Copy out every line of the records below that contains the string "item", treating uppercase and lowercase letters as distinct.

[Given records start]

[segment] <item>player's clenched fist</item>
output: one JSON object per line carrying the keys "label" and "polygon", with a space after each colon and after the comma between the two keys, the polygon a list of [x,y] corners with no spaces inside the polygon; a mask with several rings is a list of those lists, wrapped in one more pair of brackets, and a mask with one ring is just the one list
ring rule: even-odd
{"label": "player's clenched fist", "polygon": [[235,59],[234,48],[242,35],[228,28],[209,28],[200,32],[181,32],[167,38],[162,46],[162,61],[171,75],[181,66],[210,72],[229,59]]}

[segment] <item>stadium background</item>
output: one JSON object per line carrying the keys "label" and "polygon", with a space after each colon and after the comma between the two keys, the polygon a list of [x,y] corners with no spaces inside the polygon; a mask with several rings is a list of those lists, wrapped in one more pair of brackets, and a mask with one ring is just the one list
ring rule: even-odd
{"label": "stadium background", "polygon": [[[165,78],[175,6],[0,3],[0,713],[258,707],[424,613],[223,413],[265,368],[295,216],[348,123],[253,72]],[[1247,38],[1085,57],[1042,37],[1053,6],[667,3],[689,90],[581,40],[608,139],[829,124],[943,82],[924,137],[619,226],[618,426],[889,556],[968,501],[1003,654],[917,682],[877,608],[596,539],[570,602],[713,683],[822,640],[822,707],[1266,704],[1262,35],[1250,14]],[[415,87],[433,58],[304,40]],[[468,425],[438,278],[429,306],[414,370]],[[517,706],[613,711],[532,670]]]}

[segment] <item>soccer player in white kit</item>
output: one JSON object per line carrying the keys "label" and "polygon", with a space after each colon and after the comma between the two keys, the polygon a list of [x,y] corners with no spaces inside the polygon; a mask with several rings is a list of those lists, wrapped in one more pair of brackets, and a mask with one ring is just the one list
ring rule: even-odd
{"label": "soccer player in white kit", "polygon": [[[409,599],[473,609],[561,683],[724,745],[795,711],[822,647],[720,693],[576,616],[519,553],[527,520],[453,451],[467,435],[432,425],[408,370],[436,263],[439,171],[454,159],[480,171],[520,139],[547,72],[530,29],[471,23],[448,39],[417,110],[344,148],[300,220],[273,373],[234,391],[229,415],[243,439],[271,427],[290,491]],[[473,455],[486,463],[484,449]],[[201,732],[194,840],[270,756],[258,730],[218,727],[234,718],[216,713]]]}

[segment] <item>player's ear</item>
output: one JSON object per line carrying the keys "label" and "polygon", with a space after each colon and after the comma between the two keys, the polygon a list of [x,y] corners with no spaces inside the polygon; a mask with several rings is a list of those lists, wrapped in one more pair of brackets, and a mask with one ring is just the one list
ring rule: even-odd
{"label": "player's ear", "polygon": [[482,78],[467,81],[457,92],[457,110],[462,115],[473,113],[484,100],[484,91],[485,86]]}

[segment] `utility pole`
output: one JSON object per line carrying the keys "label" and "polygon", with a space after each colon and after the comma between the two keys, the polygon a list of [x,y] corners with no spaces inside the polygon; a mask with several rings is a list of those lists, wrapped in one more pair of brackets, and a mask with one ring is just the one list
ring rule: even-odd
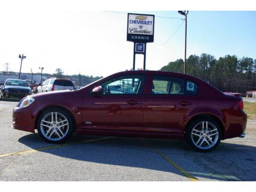
{"label": "utility pole", "polygon": [[20,73],[19,74],[19,79],[20,79],[20,73],[21,71],[21,66],[22,65],[22,60],[23,60],[23,59],[26,59],[26,57],[25,55],[23,56],[23,54],[22,54],[22,56],[21,56],[20,54],[19,55],[19,58],[20,58],[21,60],[20,62]]}
{"label": "utility pole", "polygon": [[31,84],[33,83],[33,72],[32,71],[32,68],[31,69]]}
{"label": "utility pole", "polygon": [[185,16],[185,58],[184,60],[184,74],[186,74],[186,65],[187,63],[187,15],[188,13],[188,11],[178,11],[178,12]]}
{"label": "utility pole", "polygon": [[41,81],[40,81],[40,84],[42,85],[42,76],[43,75],[43,69],[44,69],[44,68],[39,67],[39,68],[41,69]]}
{"label": "utility pole", "polygon": [[79,86],[81,86],[81,82],[80,81],[80,78],[81,77],[81,75],[80,74],[80,71],[79,71]]}

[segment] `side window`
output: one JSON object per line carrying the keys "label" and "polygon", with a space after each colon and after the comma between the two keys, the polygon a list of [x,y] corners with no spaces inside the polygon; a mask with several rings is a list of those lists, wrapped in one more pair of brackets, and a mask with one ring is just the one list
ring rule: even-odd
{"label": "side window", "polygon": [[48,84],[48,82],[49,82],[49,79],[46,80],[46,81],[45,82],[45,83],[44,83],[44,85],[46,85],[47,84]]}
{"label": "side window", "polygon": [[187,94],[195,95],[197,94],[198,86],[195,82],[187,80],[186,87]]}
{"label": "side window", "polygon": [[103,94],[141,94],[144,75],[126,76],[101,85]]}
{"label": "side window", "polygon": [[54,81],[55,81],[54,79],[51,79],[51,81],[50,81],[50,84],[51,85],[53,85],[53,83],[54,82]]}
{"label": "side window", "polygon": [[185,80],[183,78],[155,76],[152,84],[152,94],[183,94]]}

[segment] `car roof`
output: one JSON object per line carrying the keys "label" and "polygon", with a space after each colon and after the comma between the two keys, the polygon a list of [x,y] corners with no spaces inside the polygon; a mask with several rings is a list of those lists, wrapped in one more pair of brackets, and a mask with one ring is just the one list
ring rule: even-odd
{"label": "car roof", "polygon": [[176,72],[170,72],[166,71],[161,71],[161,70],[127,70],[124,71],[121,71],[113,75],[140,75],[140,74],[153,74],[155,75],[168,75],[168,76],[174,76],[175,77],[183,77],[183,78],[188,78],[191,80],[195,80],[198,81],[203,81],[198,77],[194,77],[192,75],[183,74],[180,73]]}

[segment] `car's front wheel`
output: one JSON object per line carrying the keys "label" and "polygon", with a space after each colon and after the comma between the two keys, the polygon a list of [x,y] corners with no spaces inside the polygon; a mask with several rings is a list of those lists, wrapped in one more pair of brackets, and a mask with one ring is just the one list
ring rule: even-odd
{"label": "car's front wheel", "polygon": [[38,118],[37,131],[44,140],[54,143],[62,142],[72,134],[74,122],[65,110],[56,107],[43,111]]}
{"label": "car's front wheel", "polygon": [[218,123],[210,118],[198,118],[188,125],[186,138],[189,145],[201,152],[215,148],[221,138],[221,131]]}

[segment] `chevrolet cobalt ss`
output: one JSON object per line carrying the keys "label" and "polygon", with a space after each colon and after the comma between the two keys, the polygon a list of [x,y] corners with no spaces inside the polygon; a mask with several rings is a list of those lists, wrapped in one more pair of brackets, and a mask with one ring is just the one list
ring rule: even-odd
{"label": "chevrolet cobalt ss", "polygon": [[[127,91],[129,89],[129,91]],[[73,133],[186,139],[200,151],[221,140],[244,137],[242,98],[225,94],[194,77],[160,71],[126,71],[76,90],[38,93],[13,109],[13,128],[51,143]]]}

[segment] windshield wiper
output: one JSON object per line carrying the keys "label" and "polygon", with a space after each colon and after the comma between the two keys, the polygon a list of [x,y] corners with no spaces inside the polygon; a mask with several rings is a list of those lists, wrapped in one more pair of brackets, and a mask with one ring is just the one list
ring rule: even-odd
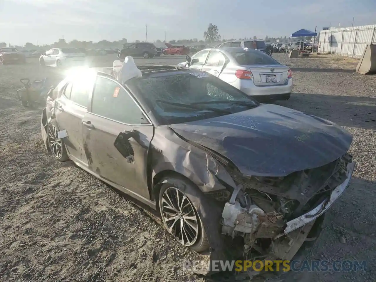
{"label": "windshield wiper", "polygon": [[232,114],[232,112],[228,110],[223,110],[221,109],[217,109],[215,108],[211,108],[210,107],[203,107],[202,106],[199,105],[196,105],[194,104],[183,104],[180,103],[174,103],[174,102],[170,102],[168,101],[164,101],[164,100],[156,100],[157,102],[163,103],[165,104],[168,104],[169,105],[173,105],[178,107],[182,108],[186,108],[188,109],[193,109],[195,110],[208,110],[212,112],[215,112],[223,114]]}
{"label": "windshield wiper", "polygon": [[258,106],[257,104],[256,104],[254,102],[252,101],[231,101],[231,100],[229,100],[228,101],[203,101],[200,102],[194,102],[194,103],[191,103],[190,105],[205,105],[206,104],[236,104],[237,105],[245,106],[247,107],[250,106],[252,108],[255,108]]}

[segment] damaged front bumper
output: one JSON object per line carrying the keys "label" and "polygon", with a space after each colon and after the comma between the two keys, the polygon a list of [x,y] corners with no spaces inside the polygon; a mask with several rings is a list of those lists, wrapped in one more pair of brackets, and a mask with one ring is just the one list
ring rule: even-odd
{"label": "damaged front bumper", "polygon": [[347,178],[343,182],[337,186],[333,190],[330,197],[324,200],[320,205],[308,212],[287,223],[287,226],[285,229],[283,233],[276,236],[274,239],[279,238],[313,221],[326,212],[328,209],[332,206],[336,200],[342,195],[343,191],[345,191],[345,189],[348,186],[351,179],[351,177],[352,176],[353,172],[355,168],[355,162],[350,162],[347,164]]}
{"label": "damaged front bumper", "polygon": [[[283,215],[279,213],[264,211],[255,204],[252,198],[247,198],[247,193],[242,189],[242,185],[239,185],[223,211],[222,233],[233,238],[242,236],[246,248],[253,249],[258,257],[291,259],[305,241],[313,240],[307,238],[308,233],[315,222],[318,222],[318,218],[327,210],[348,186],[355,165],[354,162],[347,164],[344,181],[334,188],[318,205],[288,221],[284,221]],[[320,224],[321,223],[320,221]]]}

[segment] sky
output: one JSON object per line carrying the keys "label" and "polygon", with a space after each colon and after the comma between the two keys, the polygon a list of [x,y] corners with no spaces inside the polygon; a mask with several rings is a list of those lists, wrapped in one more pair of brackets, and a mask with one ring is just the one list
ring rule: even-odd
{"label": "sky", "polygon": [[222,39],[288,36],[304,28],[376,24],[375,0],[0,0],[0,42],[50,44],[203,39],[209,23]]}

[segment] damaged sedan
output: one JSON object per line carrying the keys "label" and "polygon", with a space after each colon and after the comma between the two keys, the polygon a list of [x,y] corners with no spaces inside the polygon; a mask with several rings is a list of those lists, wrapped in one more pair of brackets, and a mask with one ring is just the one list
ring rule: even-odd
{"label": "damaged sedan", "polygon": [[253,258],[290,259],[317,238],[354,170],[348,132],[204,72],[138,68],[82,70],[52,89],[48,151],[159,210],[198,252],[237,238]]}

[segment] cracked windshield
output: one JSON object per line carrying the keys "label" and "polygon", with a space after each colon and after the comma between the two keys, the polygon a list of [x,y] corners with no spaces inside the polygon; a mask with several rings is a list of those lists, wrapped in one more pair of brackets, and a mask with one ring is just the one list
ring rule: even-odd
{"label": "cracked windshield", "polygon": [[376,281],[374,0],[0,0],[0,282]]}

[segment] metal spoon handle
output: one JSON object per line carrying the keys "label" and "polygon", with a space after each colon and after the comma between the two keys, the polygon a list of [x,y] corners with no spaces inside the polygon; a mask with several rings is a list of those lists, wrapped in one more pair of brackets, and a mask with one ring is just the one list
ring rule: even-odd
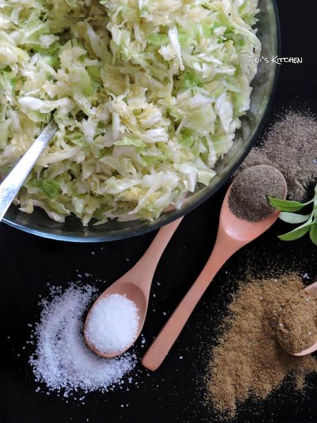
{"label": "metal spoon handle", "polygon": [[0,185],[0,222],[57,130],[57,125],[51,120]]}

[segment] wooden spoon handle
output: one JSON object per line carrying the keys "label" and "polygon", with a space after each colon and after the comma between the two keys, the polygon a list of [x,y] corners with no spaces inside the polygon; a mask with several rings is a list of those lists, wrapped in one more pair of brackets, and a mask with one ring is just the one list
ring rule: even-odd
{"label": "wooden spoon handle", "polygon": [[230,248],[227,246],[225,248],[219,243],[216,244],[197,279],[145,353],[142,360],[145,367],[154,371],[161,366],[214,277],[238,248],[232,246]]}
{"label": "wooden spoon handle", "polygon": [[[152,281],[158,261],[183,218],[183,216],[161,228],[150,247],[127,272],[130,279],[143,291],[150,290],[149,281]],[[127,274],[123,277],[126,279]]]}

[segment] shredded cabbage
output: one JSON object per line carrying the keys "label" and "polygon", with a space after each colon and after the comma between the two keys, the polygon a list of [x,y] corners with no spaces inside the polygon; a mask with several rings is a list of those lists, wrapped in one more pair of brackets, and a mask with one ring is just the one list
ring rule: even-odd
{"label": "shredded cabbage", "polygon": [[153,219],[232,146],[257,0],[0,0],[0,171],[52,117],[17,199],[57,222]]}

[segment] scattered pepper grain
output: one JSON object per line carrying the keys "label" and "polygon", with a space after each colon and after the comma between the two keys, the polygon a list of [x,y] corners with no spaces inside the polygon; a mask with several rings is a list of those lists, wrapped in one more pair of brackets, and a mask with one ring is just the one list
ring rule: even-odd
{"label": "scattered pepper grain", "polygon": [[300,292],[287,304],[278,327],[280,344],[289,353],[296,353],[317,341],[317,298]]}

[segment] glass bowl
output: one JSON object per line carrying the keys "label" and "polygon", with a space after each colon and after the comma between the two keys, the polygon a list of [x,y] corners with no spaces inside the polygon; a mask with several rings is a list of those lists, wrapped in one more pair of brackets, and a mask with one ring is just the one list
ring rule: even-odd
{"label": "glass bowl", "polygon": [[75,242],[100,242],[120,239],[141,235],[157,229],[181,216],[188,213],[214,194],[235,172],[252,148],[261,133],[268,113],[276,83],[278,66],[272,60],[279,52],[279,23],[275,0],[259,0],[258,36],[262,43],[263,60],[258,65],[258,73],[252,82],[251,106],[243,117],[241,130],[237,132],[234,146],[223,160],[217,163],[217,176],[208,186],[198,186],[179,210],[163,213],[153,222],[140,220],[108,223],[83,226],[75,216],[70,216],[65,223],[52,220],[45,212],[36,208],[31,214],[19,211],[11,206],[3,222],[17,228],[46,238]]}

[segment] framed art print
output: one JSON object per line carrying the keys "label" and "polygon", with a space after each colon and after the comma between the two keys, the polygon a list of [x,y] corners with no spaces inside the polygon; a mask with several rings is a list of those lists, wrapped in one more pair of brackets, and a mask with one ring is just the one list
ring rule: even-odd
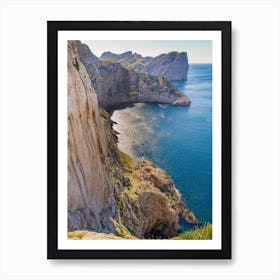
{"label": "framed art print", "polygon": [[231,258],[231,22],[48,22],[48,258]]}

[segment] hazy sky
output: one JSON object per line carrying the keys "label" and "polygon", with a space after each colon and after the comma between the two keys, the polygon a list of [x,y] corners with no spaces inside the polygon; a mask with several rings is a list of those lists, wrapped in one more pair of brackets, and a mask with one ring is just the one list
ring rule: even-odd
{"label": "hazy sky", "polygon": [[126,51],[136,52],[142,56],[157,56],[171,51],[187,52],[190,63],[212,63],[212,41],[210,40],[112,40],[82,41],[96,56],[105,51],[121,54]]}

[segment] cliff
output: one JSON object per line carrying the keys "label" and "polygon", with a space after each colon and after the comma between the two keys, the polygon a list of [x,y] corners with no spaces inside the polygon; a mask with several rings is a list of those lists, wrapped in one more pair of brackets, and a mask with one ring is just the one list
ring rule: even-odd
{"label": "cliff", "polygon": [[163,170],[136,163],[117,148],[110,115],[99,107],[76,41],[68,42],[67,66],[68,230],[108,234],[87,235],[92,238],[171,238],[180,217],[196,223]]}
{"label": "cliff", "polygon": [[140,73],[149,73],[154,76],[165,76],[173,81],[186,81],[188,79],[188,54],[186,52],[170,52],[156,57],[143,57],[137,53],[126,52],[114,54],[105,52],[102,59],[114,59],[125,68]]}
{"label": "cliff", "polygon": [[[156,77],[123,67],[114,56],[99,60],[87,45],[73,41],[78,50],[80,61],[84,64],[93,88],[97,92],[99,104],[107,110],[127,103],[151,102],[189,106],[185,96],[166,77]],[[131,52],[121,55],[129,57]]]}

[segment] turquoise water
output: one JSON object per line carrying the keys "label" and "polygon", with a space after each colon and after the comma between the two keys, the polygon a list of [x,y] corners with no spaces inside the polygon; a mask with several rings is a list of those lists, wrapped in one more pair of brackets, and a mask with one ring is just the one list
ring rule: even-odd
{"label": "turquoise water", "polygon": [[166,170],[199,222],[212,222],[212,65],[191,64],[188,81],[174,84],[190,107],[135,104],[113,113],[114,129],[121,150]]}

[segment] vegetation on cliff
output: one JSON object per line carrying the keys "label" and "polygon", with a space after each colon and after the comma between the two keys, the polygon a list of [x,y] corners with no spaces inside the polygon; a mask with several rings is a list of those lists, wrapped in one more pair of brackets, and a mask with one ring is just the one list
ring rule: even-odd
{"label": "vegetation on cliff", "polygon": [[[72,41],[84,64],[99,105],[106,110],[127,103],[150,102],[190,106],[191,102],[167,77],[124,67],[115,56],[98,59],[85,44]],[[129,57],[131,52],[121,57]]]}
{"label": "vegetation on cliff", "polygon": [[212,240],[212,225],[205,224],[200,228],[190,230],[173,237],[174,240]]}
{"label": "vegetation on cliff", "polygon": [[[80,47],[77,41],[68,42],[68,238],[177,236],[179,218],[197,223],[195,215],[164,170],[146,160],[137,163],[118,149],[113,121],[97,100],[100,88],[92,87],[105,64],[94,67],[100,61]],[[81,53],[92,62],[90,67],[81,61]],[[106,62],[102,75],[129,73],[114,64]],[[159,83],[165,84],[164,79]]]}
{"label": "vegetation on cliff", "polygon": [[156,57],[143,57],[140,54],[126,52],[114,54],[105,52],[101,59],[114,59],[127,69],[153,76],[165,76],[170,80],[186,81],[188,79],[188,55],[186,52],[170,52]]}

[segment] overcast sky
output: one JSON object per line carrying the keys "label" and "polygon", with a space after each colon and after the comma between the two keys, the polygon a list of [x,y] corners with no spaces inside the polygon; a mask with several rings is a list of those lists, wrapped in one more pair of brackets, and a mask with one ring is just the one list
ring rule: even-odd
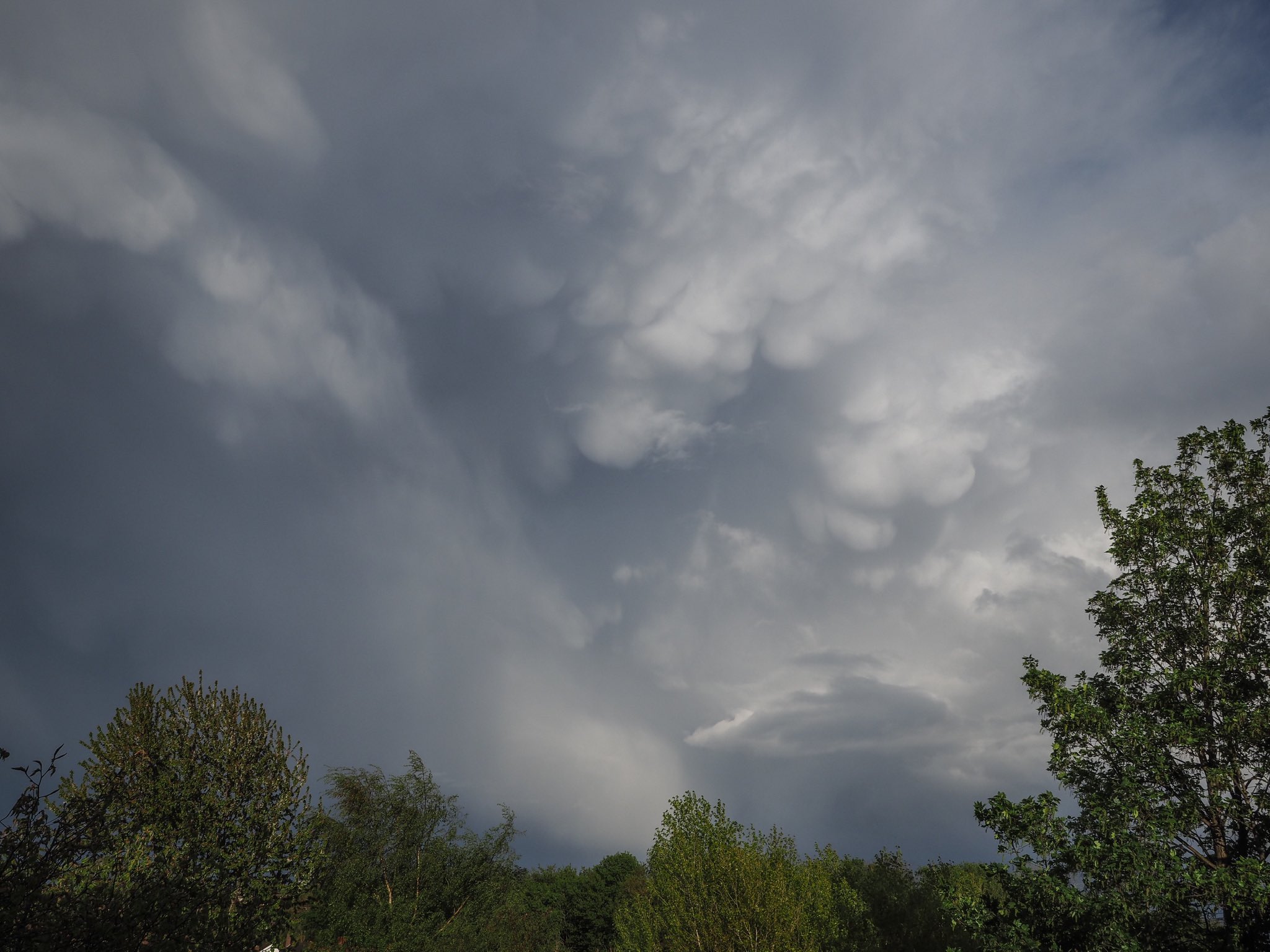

[Given records end]

_Response below:_
[segment] <item>player's clenched fist</item>
[segment] <item>stadium background</item>
[segment] <item>soccer player in white kit</item>
[segment] <item>player's ear</item>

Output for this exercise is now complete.